EXERCISES:
(1) In the passage on fuel ethanol, how much renewable fuel does the 2005 Energy Policy Act require to be blended with gasoline in 2012?
(2) Continue the passage on fuel ethanol from its final sentence.

PROVIDED PASSAGE:
Published December 2005
Today’s high oil prices are providing an incentive to use ethanol as fuel in North America. In addition, tax breaks provide a stimulus for using ethanol in fuel blends. Fuel ethanol makes no contribution to greenhouse gas emissions, and since ethanol contains a high level of oxygen, it reduces smog. A strong factor in the U.S. ethanol market is the 2005 Energy Policy Act, which requires that the amount of renewable fuel, such as ethanol, blended with gasoline increase to 7.5 billion gallons in 2012. As a result, ethanol capacity is growing significantly.
Currently, corn serves as the feedstock for U.S. ethanol plants. Lignocellulosic biomass has potential as a low cost fermentation substrate for making ethanol. Switchgrass is attractive as a biomass feedstock in North America because it is a high yielding perennial that combines excellent conservation attributes with good compatibility with conventional farming practices. The plant contains considerable quantities of cellulose, a beta-linked glucose polymer, which is difficult to break down into glucose. In addition, it contains hemicellulose, which is a more complex polymer of several sugars including xylose and arabinose. Entwined around the two sugar polymers is lignin, a polymer that does not contain sugar. In conversion processes, cellulose and hemicellulose are converted to ethanol, but lignin is not.

GIVEN INFORMATION:

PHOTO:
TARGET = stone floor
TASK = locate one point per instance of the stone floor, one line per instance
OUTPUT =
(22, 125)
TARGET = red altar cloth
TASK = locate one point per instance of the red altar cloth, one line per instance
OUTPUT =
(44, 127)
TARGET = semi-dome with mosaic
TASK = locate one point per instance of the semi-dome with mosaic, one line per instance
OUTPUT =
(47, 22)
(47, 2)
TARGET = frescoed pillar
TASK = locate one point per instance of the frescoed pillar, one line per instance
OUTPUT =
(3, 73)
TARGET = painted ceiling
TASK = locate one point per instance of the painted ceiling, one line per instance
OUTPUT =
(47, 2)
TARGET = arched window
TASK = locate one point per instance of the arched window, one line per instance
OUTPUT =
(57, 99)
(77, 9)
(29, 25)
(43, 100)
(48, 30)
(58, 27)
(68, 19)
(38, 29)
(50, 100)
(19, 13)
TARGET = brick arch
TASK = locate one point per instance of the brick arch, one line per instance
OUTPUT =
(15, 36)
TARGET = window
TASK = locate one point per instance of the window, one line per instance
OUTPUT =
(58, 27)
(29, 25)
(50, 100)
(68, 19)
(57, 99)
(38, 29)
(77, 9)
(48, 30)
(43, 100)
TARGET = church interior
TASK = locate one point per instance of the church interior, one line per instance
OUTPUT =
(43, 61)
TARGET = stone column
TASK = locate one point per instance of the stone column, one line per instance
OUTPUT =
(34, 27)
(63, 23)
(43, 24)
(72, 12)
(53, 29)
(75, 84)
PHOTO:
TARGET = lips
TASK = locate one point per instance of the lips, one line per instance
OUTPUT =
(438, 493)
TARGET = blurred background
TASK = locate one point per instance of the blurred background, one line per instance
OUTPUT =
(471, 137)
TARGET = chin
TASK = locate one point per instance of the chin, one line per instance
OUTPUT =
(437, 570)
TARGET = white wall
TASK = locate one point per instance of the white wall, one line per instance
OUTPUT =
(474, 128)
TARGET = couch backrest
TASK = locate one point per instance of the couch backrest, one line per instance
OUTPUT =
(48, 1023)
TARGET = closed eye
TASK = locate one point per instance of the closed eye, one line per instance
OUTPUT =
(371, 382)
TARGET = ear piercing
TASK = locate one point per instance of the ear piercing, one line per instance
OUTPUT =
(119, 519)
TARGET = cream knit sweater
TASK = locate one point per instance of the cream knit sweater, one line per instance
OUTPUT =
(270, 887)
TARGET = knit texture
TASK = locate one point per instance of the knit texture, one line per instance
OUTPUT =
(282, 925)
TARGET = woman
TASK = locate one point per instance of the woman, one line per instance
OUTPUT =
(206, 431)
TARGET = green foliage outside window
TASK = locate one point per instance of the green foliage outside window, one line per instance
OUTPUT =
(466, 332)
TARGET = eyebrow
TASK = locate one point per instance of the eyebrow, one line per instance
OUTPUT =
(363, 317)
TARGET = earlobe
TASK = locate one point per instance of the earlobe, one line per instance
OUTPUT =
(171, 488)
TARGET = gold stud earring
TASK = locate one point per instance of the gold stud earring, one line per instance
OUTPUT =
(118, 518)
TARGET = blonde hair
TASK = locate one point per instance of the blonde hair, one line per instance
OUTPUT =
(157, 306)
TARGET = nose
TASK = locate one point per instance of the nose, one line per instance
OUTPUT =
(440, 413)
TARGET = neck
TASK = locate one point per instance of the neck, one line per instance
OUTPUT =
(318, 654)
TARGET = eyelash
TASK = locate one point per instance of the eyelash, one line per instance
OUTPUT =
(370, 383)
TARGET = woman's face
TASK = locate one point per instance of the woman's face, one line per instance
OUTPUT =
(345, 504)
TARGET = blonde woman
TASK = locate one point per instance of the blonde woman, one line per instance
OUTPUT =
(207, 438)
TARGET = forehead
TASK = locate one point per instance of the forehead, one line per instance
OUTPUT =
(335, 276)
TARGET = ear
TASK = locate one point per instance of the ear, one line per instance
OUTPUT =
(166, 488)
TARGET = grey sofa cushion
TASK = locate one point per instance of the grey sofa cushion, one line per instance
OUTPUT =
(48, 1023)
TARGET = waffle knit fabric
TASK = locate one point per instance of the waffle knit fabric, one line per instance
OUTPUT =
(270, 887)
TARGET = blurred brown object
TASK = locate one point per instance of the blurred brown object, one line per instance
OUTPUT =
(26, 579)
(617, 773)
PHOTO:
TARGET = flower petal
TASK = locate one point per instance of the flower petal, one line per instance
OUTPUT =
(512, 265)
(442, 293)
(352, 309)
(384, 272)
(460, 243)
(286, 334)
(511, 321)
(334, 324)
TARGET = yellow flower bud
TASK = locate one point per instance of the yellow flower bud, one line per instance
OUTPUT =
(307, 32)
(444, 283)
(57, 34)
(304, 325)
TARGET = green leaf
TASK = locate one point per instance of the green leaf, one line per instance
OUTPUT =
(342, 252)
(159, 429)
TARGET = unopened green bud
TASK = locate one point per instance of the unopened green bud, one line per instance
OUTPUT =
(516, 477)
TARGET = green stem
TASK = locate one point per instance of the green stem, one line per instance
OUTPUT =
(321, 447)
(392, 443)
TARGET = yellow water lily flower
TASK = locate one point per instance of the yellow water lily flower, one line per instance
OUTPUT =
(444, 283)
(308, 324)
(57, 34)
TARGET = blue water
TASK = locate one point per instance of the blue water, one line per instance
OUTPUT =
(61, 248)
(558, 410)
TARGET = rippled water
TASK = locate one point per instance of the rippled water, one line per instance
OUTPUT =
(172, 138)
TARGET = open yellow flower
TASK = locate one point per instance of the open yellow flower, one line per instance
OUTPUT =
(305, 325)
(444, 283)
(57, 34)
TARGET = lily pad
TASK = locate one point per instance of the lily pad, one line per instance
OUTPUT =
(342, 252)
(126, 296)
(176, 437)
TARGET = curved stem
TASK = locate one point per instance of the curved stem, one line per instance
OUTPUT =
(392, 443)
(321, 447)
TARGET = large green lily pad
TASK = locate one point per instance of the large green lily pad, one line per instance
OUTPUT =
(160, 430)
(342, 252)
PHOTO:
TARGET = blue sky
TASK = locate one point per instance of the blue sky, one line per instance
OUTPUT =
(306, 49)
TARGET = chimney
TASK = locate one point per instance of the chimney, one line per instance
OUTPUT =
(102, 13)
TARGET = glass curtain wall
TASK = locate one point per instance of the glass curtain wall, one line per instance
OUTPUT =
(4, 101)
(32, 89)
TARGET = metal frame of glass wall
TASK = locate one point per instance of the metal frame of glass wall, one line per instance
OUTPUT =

ANSWER LIST:
(1) 7.5 billion gallons.

(2)
For over 20 years the U.S. Department of Energy (DOE) has funded research on the development of renewable, domestically produced fuels for transportation. The program includes research in feedstock development, bioconversion, thermochemical conversion, and integrated biorefineries. Much of the research takes place at the National Renewable Energy Laboratory (NREL), which has developed an ethanol process that serves as the basis for this PEP Review. The core technology is dilute acid prehydrolysis of the biomass with enzymatic saccharification of cellulose and co-fermentation of the resulting sugars to ethanol.
Our economic evaluation, based on PEP’s concept of the NREL process, indicates that progress must be made to meet the DOE’s target selling price of $1.07 per gallon. Capital related items make up a large share of the overall economics. We estimate the total fixed capital to be nearly $250 million for a 55 million gallon per year plant, including an enzyme unit and power plant. Yield improvements in all major steps of the process would enable lower capital requirements. Significant improvement in the process economics could result if revenue were to be generated by sale of the residual lignin for some use more valuable than combustion.